## EXTRACT TO READ
>>>

# 63 Days till Halloween



## Dinosaur1972 (Mar 28, 2007)

63 Days till Halloween
8/29/2013

Might as well stay with the “Mixes from Blogs” folder, containing mixes I’ve downloaded from various internet sites over the years. I got hooked on Halloween music thanks largely to Never Ending Wonder Radio’s Halloween channels about 10 or 12 years ago. Then I started scouring the intarwebs for more, and one website I could count on for lots of old Halloween music / sounds was “Scar Stuff”. 

*Scar Stuff – Spook Party (2000) *
*Scar Stuff - Ghoul-Arama (2001)*
Jason from “Scar Stuff” made two mix CDs which are incredible, in part due to the song selections, but mainly because of all the other sounds going on … wind, thunder, and screams from old sound effects albums, movie trailers during songs and transitions… you can tell a lot of thought and work went into making the tracks flow seamlessly, and there is never a dull moment. Both of them have a decidedly “old-time” flavor … even though not every song is old. And old-timey black-and-white movie-posteresque CD covers seal the deal. I will listen to these two mixes a few more times during the season.

*SAP’s Halloween Mixes*
2007 - Plenty of variety, but I think those Scar Stuff mixes spoiled me. There’s a ton of rare stuff, but the downside is that it sounds thrown together rather than carefully crafted. Still – this is a pretty cool collection. I’ve always liked Goblin’s “Suspiria”.

2008 – Opens with Manson’s “This is Halloween” (meh), but follows with a good cover of Ministry’s “Everyday is Halloween”. 80’s goodness with “Doin’ It In a Haunted House”. Again, lots of rare stuff. But NOW, SAP kicked it up a notch by actually transitioning from one track to the next. He even started adding some Halloween-related dialogue in a few spots, which is a really nice touch. Coulda done without “The Shriek of Agony” from McFadden (& Dor), but “Dracula’s Lament” from “Forgetting Sarah Marshall” is terrific here.

2009 – SAP’s mixes keep getting better. Better transitions, more movie clips, more mixing. Still plenty of unusual tracks to keep things interesting … didn’t finish this one. Have to try again tomorrow.


----------

<<<

## DATA SHOWN
>>>

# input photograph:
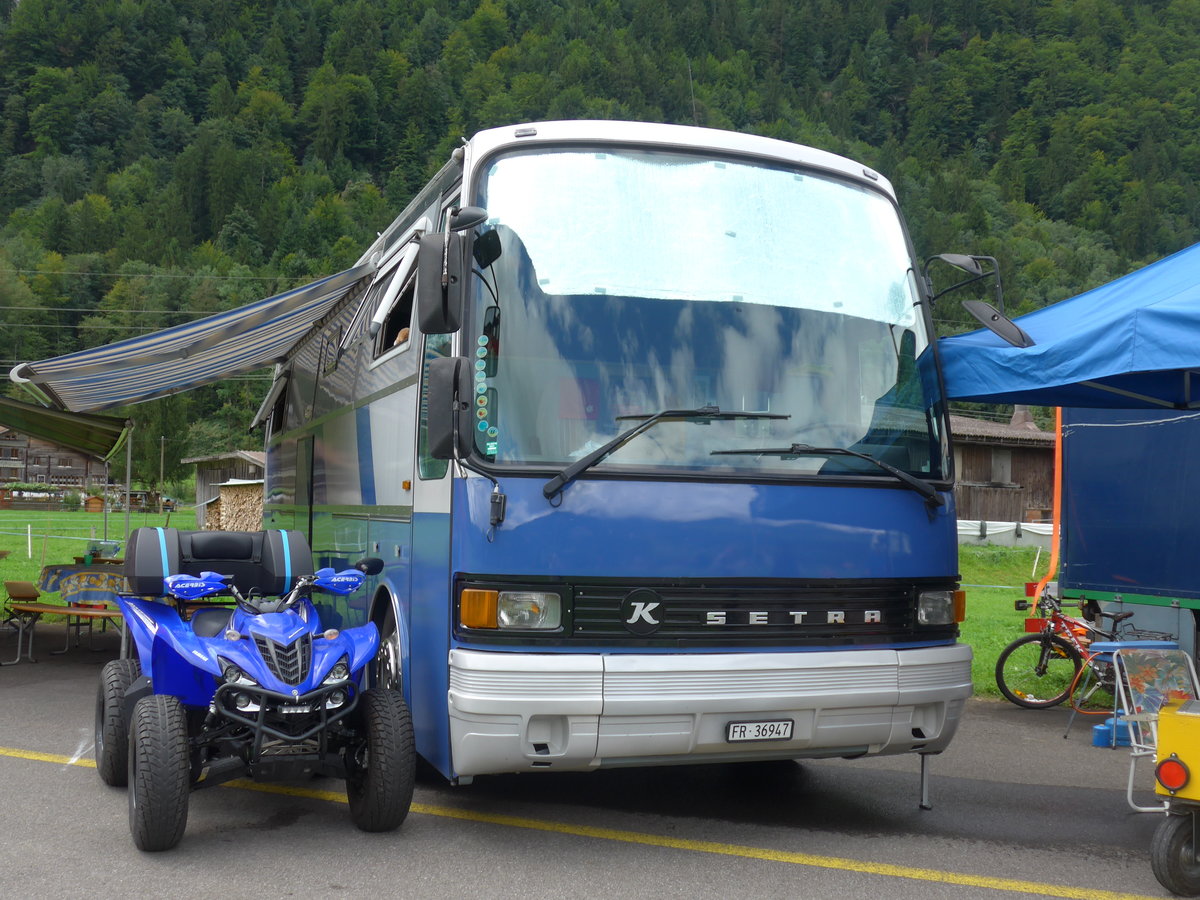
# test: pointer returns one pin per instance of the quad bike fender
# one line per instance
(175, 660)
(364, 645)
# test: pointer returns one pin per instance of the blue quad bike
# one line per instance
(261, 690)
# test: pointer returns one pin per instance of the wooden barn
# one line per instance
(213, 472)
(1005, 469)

<<<
>>>

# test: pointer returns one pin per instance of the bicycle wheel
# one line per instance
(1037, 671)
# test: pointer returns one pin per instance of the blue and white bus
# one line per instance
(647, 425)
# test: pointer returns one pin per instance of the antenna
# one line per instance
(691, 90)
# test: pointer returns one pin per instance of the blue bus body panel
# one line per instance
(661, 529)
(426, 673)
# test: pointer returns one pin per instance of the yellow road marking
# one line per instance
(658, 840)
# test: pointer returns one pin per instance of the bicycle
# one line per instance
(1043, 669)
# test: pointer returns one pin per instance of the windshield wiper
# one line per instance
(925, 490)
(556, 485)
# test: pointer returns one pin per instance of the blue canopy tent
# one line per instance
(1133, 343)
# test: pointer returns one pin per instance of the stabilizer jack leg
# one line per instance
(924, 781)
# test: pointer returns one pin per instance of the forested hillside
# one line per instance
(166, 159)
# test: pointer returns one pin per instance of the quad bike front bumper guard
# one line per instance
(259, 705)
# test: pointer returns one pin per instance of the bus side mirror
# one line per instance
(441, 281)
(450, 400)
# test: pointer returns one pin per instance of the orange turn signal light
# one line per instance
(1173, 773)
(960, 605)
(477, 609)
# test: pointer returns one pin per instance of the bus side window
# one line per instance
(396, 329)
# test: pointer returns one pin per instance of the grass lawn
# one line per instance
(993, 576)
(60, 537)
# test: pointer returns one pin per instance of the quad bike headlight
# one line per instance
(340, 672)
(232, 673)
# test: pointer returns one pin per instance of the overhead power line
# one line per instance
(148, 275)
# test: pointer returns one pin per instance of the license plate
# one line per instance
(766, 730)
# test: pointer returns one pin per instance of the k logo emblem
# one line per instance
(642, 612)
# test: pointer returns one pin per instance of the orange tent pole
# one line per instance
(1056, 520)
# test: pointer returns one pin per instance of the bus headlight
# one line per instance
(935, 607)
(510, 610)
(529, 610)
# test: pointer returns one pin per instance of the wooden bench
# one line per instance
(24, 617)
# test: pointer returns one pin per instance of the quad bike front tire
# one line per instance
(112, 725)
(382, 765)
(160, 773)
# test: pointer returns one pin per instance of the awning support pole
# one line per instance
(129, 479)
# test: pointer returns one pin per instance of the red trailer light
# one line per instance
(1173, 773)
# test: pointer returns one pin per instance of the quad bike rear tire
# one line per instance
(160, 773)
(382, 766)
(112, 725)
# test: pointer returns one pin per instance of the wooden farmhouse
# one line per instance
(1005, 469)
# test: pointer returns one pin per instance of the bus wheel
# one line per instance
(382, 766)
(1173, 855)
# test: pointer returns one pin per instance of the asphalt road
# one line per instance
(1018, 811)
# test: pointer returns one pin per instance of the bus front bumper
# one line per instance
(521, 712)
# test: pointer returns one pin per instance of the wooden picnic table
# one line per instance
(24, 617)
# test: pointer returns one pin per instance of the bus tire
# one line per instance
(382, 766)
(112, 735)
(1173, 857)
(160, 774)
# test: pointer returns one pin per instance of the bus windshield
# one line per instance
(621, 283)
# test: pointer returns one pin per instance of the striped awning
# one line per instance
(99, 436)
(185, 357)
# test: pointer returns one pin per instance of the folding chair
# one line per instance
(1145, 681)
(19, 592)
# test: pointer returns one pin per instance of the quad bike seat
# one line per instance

<<<

## PROBLEM 1
Write out the Halloween mixes post, everything from "2008 – Opens" down to "is terrific here.".
## PROBLEM 2
Convert the rows, everything from the line containing "# test: pointer returns one pin per instance of the grass" down to the line containing "(1056, 520)", into a Markdown table with columns Line and Content. Number each line and omit blank lines.
The Halloween mixes post and the rows have no connection to each other.

## EXERCISE RESULT 1
2008 – Opens with Manson’s “This is Halloween” (meh), but follows with a good cover of Ministry’s “Everyday is Halloween”. 80’s goodness with “Doin’ It In a Haunted House”. Again, lots of rare stuff. But NOW, SAP kicked it up a notch by actually transitioning from one track to the next. He even started adding some Halloween-related dialogue in a few spots, which is a really nice touch. Coulda done without “The Shriek of Agony” from McFadden (& Dor), but “Dracula’s Lament” from “Forgetting Sarah Marshall” is terrific here.

## EXERCISE RESULT 2
| Line | Content |
|---|---|
| 1 | # test: pointer returns one pin per instance of the grass lawn |
| 2 | # one line per instance |
| 3 | (993, 576) |
| 4 | (60, 537) |
| 5 | # test: pointer returns one pin per instance of the quad bike headlight |
| 6 | # one line per instance |
| 7 | (340, 672) |
| 8 | (232, 673) |
| 9 | # test: pointer returns one pin per instance of the overhead power line |
| 10 | # one line per instance |
| 11 | (148, 275) |
| 12 | # test: pointer returns one pin per instance of the license plate |
| 13 | # one line per instance |
| 14 | (766, 730) |
| 15 | # test: pointer returns one pin per instance of the k logo emblem |
| 16 | # one line per instance |
| 17 | (642, 612) |
| 18 | # test: pointer returns one pin per instance of the orange tent pole |
| 19 | # one line per instance |
| 20 | (1056, 520) |